In the entries that follow, find the word "belt" and report each line it is on.

---------- Provided entries ----------

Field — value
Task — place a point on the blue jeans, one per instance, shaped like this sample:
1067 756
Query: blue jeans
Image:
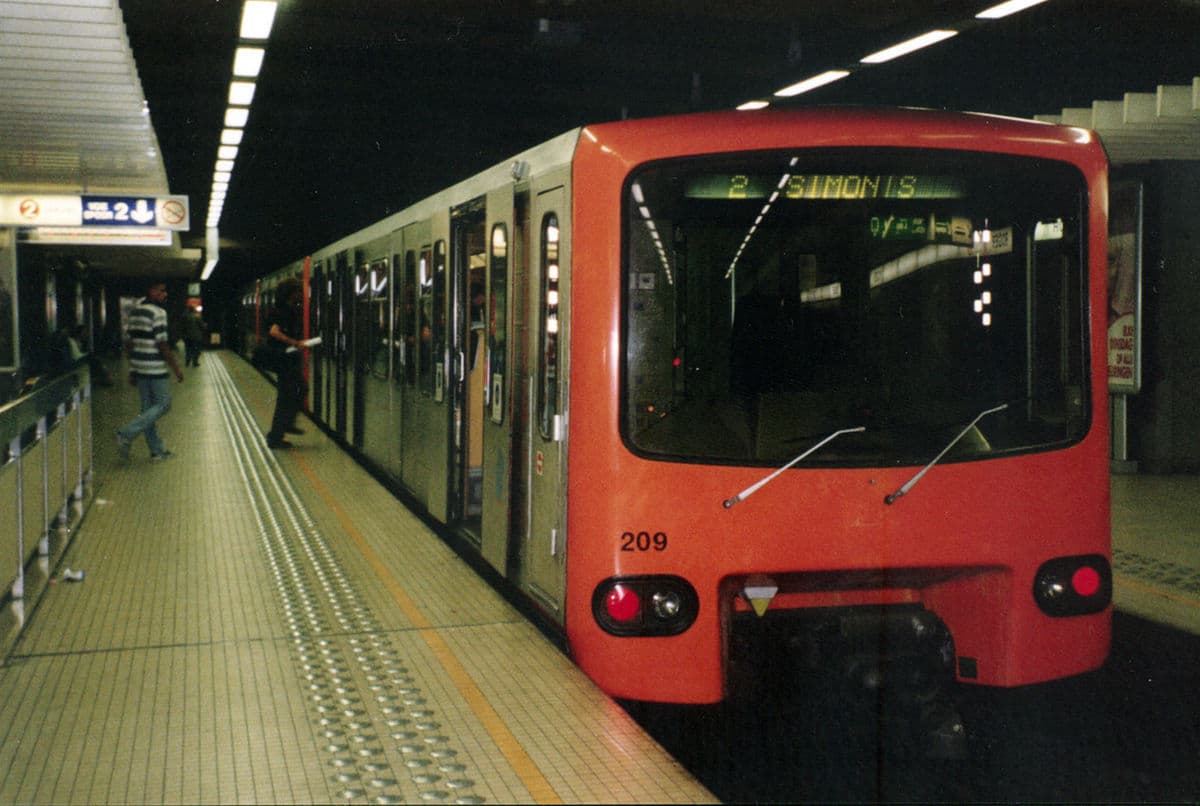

----------
---------- Provided entries ----------

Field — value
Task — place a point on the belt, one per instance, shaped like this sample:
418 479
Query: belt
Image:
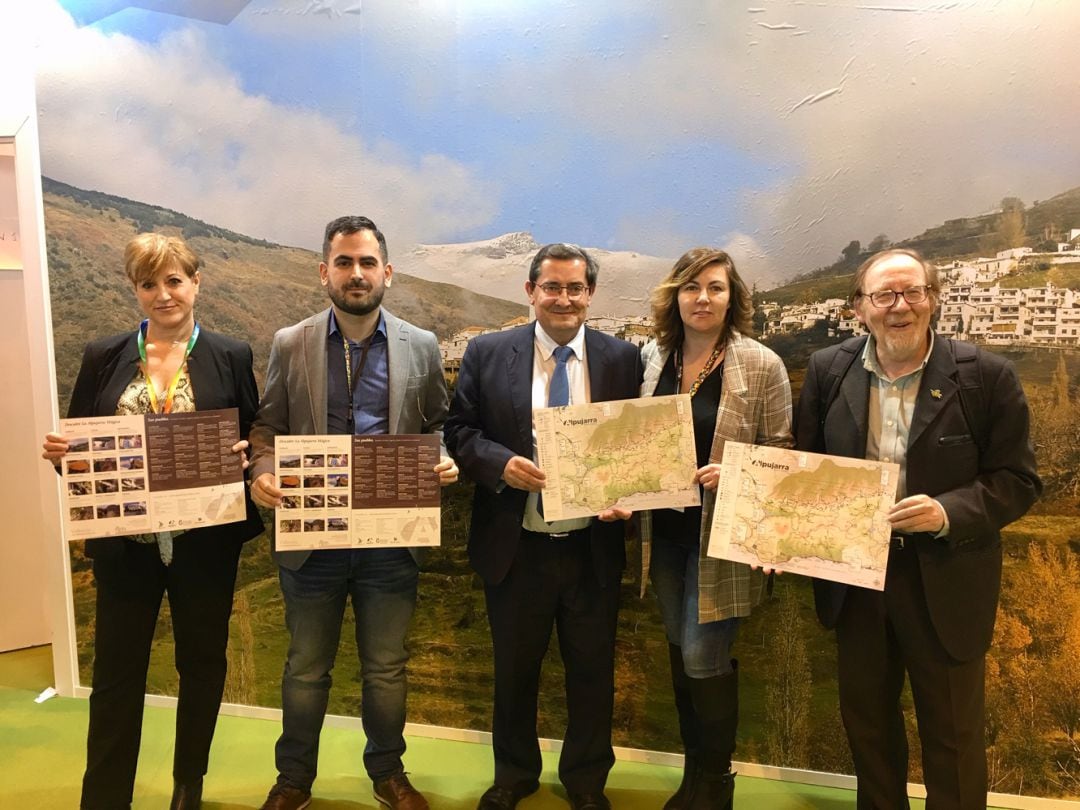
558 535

----------
---------- Provided entries ----------

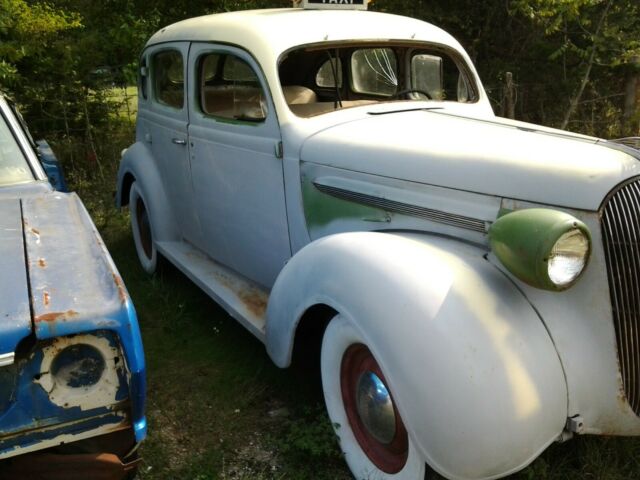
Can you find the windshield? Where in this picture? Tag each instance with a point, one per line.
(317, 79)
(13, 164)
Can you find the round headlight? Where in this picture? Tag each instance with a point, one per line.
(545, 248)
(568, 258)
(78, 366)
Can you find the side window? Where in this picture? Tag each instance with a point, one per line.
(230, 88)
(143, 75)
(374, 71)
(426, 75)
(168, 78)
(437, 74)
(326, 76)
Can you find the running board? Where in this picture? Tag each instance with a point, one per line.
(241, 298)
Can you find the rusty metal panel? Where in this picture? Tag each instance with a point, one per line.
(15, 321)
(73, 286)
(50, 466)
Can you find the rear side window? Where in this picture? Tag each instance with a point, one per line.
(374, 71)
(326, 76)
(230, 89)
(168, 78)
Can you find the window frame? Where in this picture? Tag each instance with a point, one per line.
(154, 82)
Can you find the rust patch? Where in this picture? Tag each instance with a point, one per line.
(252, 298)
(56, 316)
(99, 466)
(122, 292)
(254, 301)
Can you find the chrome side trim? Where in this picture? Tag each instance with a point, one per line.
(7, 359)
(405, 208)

----------

• Exercise response:
Task — place a point on the belt, one per instance, shaped like this sample:
Query: belt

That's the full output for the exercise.